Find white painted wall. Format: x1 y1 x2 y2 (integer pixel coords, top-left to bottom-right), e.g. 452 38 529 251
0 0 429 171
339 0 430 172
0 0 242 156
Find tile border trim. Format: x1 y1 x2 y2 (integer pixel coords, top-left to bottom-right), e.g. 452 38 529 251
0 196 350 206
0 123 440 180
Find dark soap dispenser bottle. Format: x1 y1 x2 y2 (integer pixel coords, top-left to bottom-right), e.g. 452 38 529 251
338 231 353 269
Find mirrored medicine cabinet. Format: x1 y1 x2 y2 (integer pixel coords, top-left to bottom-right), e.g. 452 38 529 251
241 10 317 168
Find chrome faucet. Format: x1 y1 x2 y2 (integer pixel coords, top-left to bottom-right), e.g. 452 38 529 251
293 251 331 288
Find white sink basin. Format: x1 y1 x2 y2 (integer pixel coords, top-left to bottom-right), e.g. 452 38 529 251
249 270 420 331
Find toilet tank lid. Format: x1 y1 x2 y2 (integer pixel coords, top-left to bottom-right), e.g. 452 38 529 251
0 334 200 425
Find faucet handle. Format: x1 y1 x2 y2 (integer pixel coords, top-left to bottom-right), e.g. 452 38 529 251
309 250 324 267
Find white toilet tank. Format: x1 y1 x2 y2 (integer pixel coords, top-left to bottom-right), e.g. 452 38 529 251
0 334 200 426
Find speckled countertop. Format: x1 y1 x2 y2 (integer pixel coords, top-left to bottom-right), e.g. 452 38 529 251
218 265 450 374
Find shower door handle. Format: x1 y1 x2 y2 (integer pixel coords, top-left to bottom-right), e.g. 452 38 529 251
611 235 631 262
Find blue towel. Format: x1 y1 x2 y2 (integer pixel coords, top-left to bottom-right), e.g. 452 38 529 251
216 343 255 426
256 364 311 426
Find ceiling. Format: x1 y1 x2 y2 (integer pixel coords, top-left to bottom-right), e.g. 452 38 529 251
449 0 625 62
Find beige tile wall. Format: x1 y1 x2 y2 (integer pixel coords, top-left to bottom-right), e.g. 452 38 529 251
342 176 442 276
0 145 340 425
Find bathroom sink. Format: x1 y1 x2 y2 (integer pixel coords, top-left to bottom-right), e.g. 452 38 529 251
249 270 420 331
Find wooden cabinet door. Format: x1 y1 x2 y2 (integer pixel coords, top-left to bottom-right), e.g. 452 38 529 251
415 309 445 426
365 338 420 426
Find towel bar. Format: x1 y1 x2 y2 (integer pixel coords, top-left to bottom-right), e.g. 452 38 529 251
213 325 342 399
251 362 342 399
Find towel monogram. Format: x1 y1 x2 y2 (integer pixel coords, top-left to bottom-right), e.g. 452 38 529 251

Your instructions
Render every line of the records above as a Markdown table with the columns "Row" and "Line," numbering the rows in order and omitting any blank lines.

Response below
| Row | Line |
|---|---|
| 1 | Find white painted wall. Format: x1 y1 x2 y2 (integer pixel coords, top-left to bottom-right), e.g. 452 38 529 251 |
| 2 | 0 0 429 171 |
| 3 | 339 0 430 172 |
| 4 | 0 0 242 156 |
| 5 | Find tile border trim. Format: x1 y1 x2 y2 (integer pixel coords, top-left to bottom-right), e.g. 452 38 529 251 |
| 6 | 0 196 350 206 |
| 7 | 0 123 440 180 |
| 8 | Find dark soap dispenser bottle. Format: x1 y1 x2 y2 (integer pixel coords, top-left to bottom-right), e.g. 452 38 529 251 |
| 9 | 338 231 353 269 |
| 10 | Find mirrored medicine cabinet. Format: x1 y1 x2 y2 (integer pixel coords, top-left to bottom-right), e.g. 452 38 529 251 |
| 11 | 241 10 317 168 |
| 12 | Find chrome faucet. Format: x1 y1 x2 y2 (integer pixel coords, top-left to bottom-right), e.g. 452 38 529 251 |
| 13 | 293 251 331 288 |
| 14 | Find white sink basin. Format: x1 y1 x2 y2 (integer pixel coords, top-left to bottom-right), e.g. 452 38 529 251 |
| 15 | 249 270 420 331 |
| 16 | Find toilet tank lid. Format: x1 y1 x2 y2 (integer pixel coords, top-left to bottom-right), e.g. 452 38 529 251 |
| 17 | 0 334 200 425 |
| 18 | Find faucet handle. Format: x1 y1 x2 y2 (integer pixel coords, top-left to bottom-right), e.g. 452 38 529 251 |
| 19 | 309 250 324 267 |
| 20 | Find white toilet tank. Format: x1 y1 x2 y2 (integer pixel coords, top-left to bottom-right), e.g. 452 38 529 251 |
| 21 | 0 334 200 426 |
| 22 | Find speckled countertop. Format: x1 y1 x2 y2 (integer pixel coords, top-left to bottom-right), e.g. 452 38 529 251 |
| 23 | 218 265 450 374 |
| 24 | Find shower door handle. Format: x1 y1 x2 y2 (integer pixel coords, top-left to bottom-right), e.g. 452 38 529 251 |
| 25 | 611 235 631 262 |
| 26 | Find blue towel. Format: x1 y1 x2 y2 (integer pixel coords, top-left to bottom-right), e.g. 452 38 529 251 |
| 27 | 216 343 255 426 |
| 28 | 256 364 311 426 |
| 29 | Find ceiling. Format: x1 y1 x2 y2 (integer pixel coords, top-left to bottom-right), e.g. 452 38 529 251 |
| 30 | 449 0 625 62 |
| 31 | Find beige tile wall. Format: x1 y1 x2 y2 (integer pixel coords, top-left to bottom-right), e.g. 452 38 529 251 |
| 32 | 342 176 442 276 |
| 33 | 0 145 340 425 |
| 34 | Find bathroom sink. Format: x1 y1 x2 y2 (integer pixel coords, top-left to bottom-right), e.g. 452 38 529 251 |
| 35 | 249 270 420 331 |
| 36 | Find wooden cabinet door. Format: x1 y1 x2 y2 (integer pixel coords, top-left to bottom-right), e.g. 452 38 529 251 |
| 37 | 415 309 445 426 |
| 38 | 365 338 420 426 |
| 39 | Find towel bar. Format: x1 y1 x2 y2 (integer pixel coords, top-left to bottom-right), e.g. 452 38 529 251 |
| 40 | 213 325 342 399 |
| 41 | 251 362 342 399 |
| 42 | Find towel monogram. Format: x1 y1 x2 y2 (integer pixel coords, top-left to bottom-right), e.g. 452 38 529 251 |